GIVEN EXERCISE: Write the records out again exactly, leaving no images in.
── THE DATA
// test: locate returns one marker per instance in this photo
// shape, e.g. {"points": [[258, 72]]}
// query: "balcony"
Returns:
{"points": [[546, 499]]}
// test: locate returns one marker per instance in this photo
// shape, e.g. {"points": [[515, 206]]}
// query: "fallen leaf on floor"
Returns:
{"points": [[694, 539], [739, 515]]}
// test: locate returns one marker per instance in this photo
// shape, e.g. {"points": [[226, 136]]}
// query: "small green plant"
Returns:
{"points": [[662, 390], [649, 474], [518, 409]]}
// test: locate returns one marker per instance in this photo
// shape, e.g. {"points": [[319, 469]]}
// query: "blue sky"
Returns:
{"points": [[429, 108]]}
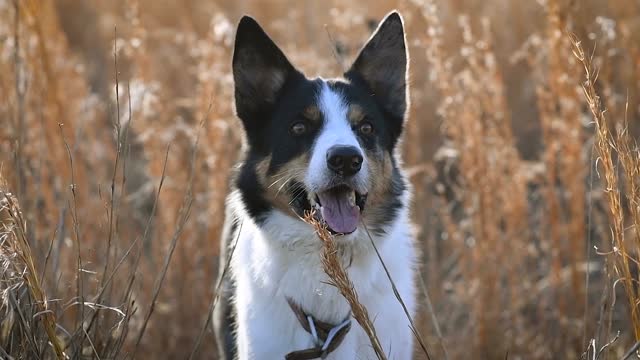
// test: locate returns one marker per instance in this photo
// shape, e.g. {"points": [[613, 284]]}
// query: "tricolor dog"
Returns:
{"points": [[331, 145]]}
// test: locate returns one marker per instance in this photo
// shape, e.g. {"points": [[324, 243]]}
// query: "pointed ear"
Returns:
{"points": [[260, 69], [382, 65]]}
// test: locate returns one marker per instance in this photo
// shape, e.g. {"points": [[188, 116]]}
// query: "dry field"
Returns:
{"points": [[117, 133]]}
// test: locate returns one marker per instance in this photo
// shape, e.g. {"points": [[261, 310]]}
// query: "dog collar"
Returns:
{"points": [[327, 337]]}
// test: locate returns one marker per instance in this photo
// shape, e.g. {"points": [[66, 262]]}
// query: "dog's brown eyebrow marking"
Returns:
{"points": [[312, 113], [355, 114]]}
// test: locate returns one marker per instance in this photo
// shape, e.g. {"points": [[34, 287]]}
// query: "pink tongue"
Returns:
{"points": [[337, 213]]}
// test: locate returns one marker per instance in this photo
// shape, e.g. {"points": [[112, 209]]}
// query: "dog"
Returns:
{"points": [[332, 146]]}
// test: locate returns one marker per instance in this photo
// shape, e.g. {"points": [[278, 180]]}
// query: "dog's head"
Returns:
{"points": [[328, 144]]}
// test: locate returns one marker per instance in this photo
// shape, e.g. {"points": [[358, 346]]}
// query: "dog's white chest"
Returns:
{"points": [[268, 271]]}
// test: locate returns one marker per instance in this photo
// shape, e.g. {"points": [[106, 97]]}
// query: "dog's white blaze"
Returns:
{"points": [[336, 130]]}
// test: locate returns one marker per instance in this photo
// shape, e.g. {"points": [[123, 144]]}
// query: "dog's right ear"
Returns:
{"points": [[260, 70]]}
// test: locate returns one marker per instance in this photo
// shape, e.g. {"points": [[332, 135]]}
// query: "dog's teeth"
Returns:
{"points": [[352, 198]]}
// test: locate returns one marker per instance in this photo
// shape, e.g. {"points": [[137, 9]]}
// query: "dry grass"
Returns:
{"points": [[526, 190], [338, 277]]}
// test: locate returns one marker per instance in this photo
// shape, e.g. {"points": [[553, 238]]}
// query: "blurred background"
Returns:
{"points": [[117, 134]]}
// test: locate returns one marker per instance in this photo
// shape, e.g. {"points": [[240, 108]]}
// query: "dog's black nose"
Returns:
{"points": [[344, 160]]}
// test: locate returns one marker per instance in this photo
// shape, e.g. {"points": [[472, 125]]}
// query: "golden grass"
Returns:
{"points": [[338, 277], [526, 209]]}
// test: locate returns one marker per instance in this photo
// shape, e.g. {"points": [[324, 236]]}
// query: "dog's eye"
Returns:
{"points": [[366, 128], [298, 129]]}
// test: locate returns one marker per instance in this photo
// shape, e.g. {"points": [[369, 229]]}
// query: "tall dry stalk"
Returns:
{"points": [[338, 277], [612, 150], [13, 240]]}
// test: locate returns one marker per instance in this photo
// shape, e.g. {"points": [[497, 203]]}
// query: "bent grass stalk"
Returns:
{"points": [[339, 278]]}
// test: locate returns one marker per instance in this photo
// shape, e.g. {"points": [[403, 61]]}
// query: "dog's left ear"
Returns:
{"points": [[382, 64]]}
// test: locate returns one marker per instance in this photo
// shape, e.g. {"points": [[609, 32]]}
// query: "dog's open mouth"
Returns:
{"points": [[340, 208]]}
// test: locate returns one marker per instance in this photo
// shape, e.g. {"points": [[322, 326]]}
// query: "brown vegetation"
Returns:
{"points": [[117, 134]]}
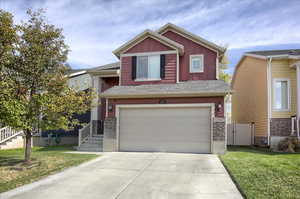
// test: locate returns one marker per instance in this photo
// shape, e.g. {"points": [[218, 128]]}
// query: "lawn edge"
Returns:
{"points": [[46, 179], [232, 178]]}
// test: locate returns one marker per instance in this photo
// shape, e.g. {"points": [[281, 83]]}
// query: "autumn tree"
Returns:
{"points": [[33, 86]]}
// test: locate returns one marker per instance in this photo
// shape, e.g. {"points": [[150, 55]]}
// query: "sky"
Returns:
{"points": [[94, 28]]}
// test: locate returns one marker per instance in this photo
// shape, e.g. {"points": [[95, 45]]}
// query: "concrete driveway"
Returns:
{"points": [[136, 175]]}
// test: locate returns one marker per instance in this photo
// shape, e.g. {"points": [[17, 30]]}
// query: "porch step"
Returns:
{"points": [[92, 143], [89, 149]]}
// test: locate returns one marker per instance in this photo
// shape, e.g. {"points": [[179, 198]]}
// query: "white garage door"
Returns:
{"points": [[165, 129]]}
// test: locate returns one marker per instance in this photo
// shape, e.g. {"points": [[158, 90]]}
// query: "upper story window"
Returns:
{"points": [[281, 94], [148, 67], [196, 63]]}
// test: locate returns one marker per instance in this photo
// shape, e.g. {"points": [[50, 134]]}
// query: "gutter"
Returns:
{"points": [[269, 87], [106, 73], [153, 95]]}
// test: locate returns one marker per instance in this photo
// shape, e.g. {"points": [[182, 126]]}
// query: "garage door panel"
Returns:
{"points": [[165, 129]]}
────
FINISHED EXERCISE:
// test: locate returns one marker per instance in this photo
// shape, e.g. {"points": [[258, 72]]}
// query: "balcony"
Returns:
{"points": [[546, 499]]}
// test: locate returns one marker per instance in this photo
// shape, e.g. {"points": [[515, 206]]}
// query: "fallen leaf on floor"
Returns:
{"points": [[694, 539], [739, 515]]}
// test: locate returns one marker per instance in this photo
// shape, e.g. {"points": [[226, 136]]}
// query: "small green plant"
Returns:
{"points": [[662, 390], [649, 474], [518, 409]]}
// test: locate returns one marker per instance in this photo
// shape, e.g. {"points": [[319, 469]]}
// query: "blue sky"
Returns:
{"points": [[429, 108]]}
// test: locate returns one marker per instance in this photo
// shape, e.g. {"points": [[613, 284]]}
// query: "tricolor dog"
Returns:
{"points": [[331, 145]]}
// test: locate returns one marker per instance in this photo
// shape, e.g. {"points": [[324, 243]]}
// query: "pointed ear"
Returns:
{"points": [[260, 69], [382, 65]]}
// test: locate returns one marker per instance in this photo
// shape, e.g. {"points": [[188, 116]]}
// query: "dry field"
Returns:
{"points": [[117, 133]]}
// test: locate returns one marker per instance in this photo
// shape, e.g. {"points": [[261, 310]]}
// query: "dog collar"
Returns:
{"points": [[327, 337]]}
// test: locate returns one marker per instance in this photo
// shape, e.g. {"points": [[66, 262]]}
// query: "dog's brown eyebrow marking"
Returns:
{"points": [[312, 113], [355, 114]]}
// test: locate returns one marker per instance in this photo
// shape, e.g. {"points": [[34, 287]]}
// query: "pink tongue"
Returns:
{"points": [[337, 213]]}
// test: locate returns one marker per instance in this photo
// shape, e.g. {"points": [[112, 209]]}
// query: "dog"
Returns:
{"points": [[332, 146]]}
// test: locate returns one marker per instance in this photo
// shape, e.g. {"points": [[278, 180]]}
// query: "dog's head"
Returns:
{"points": [[328, 144]]}
// test: locate returns one marker per instance in this photo
// shape, e.g. {"points": [[358, 346]]}
// query: "dog's white chest"
Returns:
{"points": [[268, 271]]}
// test: locate returns one marker per instance in this photo
// shape, e.g. {"points": [[106, 97]]}
// query: "dog's white blaze"
Returns:
{"points": [[336, 130]]}
// test: locate returns one marker per instance in this photo
// shape, e.g. {"points": [[123, 144]]}
// query: "dog's right ear"
Returns:
{"points": [[260, 70]]}
// test: locate returns one marker per instance in this photo
// shape, e.g. {"points": [[332, 135]]}
// query: "dog's teeth"
Returns:
{"points": [[352, 198]]}
// test: locate returns one marker per instance in this photo
// shape, e.g. {"points": [[137, 9]]}
// query: "dry grass"
Returns:
{"points": [[526, 190], [338, 277]]}
// test: locate returns one marker per instance in this photo
// shape, e.g. {"points": [[553, 238]]}
// query: "blurred background"
Returns:
{"points": [[117, 134]]}
// test: locate returns one marker per instance in this photo
// shape, e.g. {"points": [[240, 108]]}
// query: "dog's black nose"
Returns:
{"points": [[344, 160]]}
// test: locate returns one marker per instance in this photo
// shape, e.g. {"points": [[472, 125]]}
// query: "golden grass"
Returns:
{"points": [[338, 277], [526, 209]]}
// test: locate returns one marker per instance in this photo
// shape, e.g. {"points": [[324, 236]]}
// query: "dog's eye"
Returns:
{"points": [[366, 128], [298, 129]]}
// test: locate returns one marker per instance in this photo
// shape, e.g. {"points": [[369, 229]]}
// query: "tall dry stalk"
Returns:
{"points": [[338, 277], [612, 150], [13, 240]]}
// test: locate returns one marker per instance in this photo
// shape, e.g. {"points": [[497, 203]]}
// query: "bent grass stalk"
Returns:
{"points": [[339, 278]]}
// test: locate returns one marker per instance in this photo
// shape, e.g. {"points": [[403, 61]]}
// query: "dog's left ear"
Returns:
{"points": [[382, 64]]}
// test: locate returns one marker per instance in this photo
// shape, e.g. {"points": [[609, 32]]}
// query: "dog's open mouth"
Returns:
{"points": [[340, 208]]}
// test: locate returns one marker per instance in this photo
// shape, e.g. {"points": [[322, 326]]}
// query: "brown vegetation"
Returns:
{"points": [[117, 134]]}
// test: locate returns one marker per instance in this photo
// shape, e.g. {"points": [[218, 128]]}
// query: "lawn edge"
Returns:
{"points": [[46, 179], [232, 178]]}
// test: locate returns one marker per instance in this photo
// shape, e.g. {"points": [[281, 83]]}
// query: "autumn tree"
Returns:
{"points": [[33, 86]]}
// test: locate returns one marker per instance in this photo
// shape, e.g. {"points": [[150, 55]]}
// query: "sky"
Returns:
{"points": [[94, 28]]}
// test: locate returns one marker per instance in this photo
// shape, e.g. {"points": [[95, 45]]}
// query: "concrete driveway"
Returns:
{"points": [[136, 175]]}
// test: locate returns one marker per instance in this photo
// shape, e.g. {"points": [[17, 30]]}
// query: "porch step"
Returns:
{"points": [[92, 143], [89, 149]]}
// test: locate returns one marker per instance in this photo
// shape, e.g. {"points": [[179, 198]]}
// query: "white garage door"
Returns:
{"points": [[165, 129]]}
// test: locate returns one marker per instance in this photo
// shape, e.g. {"points": [[158, 90]]}
// query: "upper story window"
Returns:
{"points": [[281, 94], [148, 67], [196, 63]]}
// test: locate returns one marker per instance in this photo
// shape, e.g. {"points": [[50, 134]]}
// query: "gutter"
Returns:
{"points": [[269, 87], [106, 73], [153, 95]]}
// test: locate returns one marker per instance in this photo
// shape, e.g. {"points": [[182, 126]]}
// query: "garage door panel"
Returns:
{"points": [[165, 129]]}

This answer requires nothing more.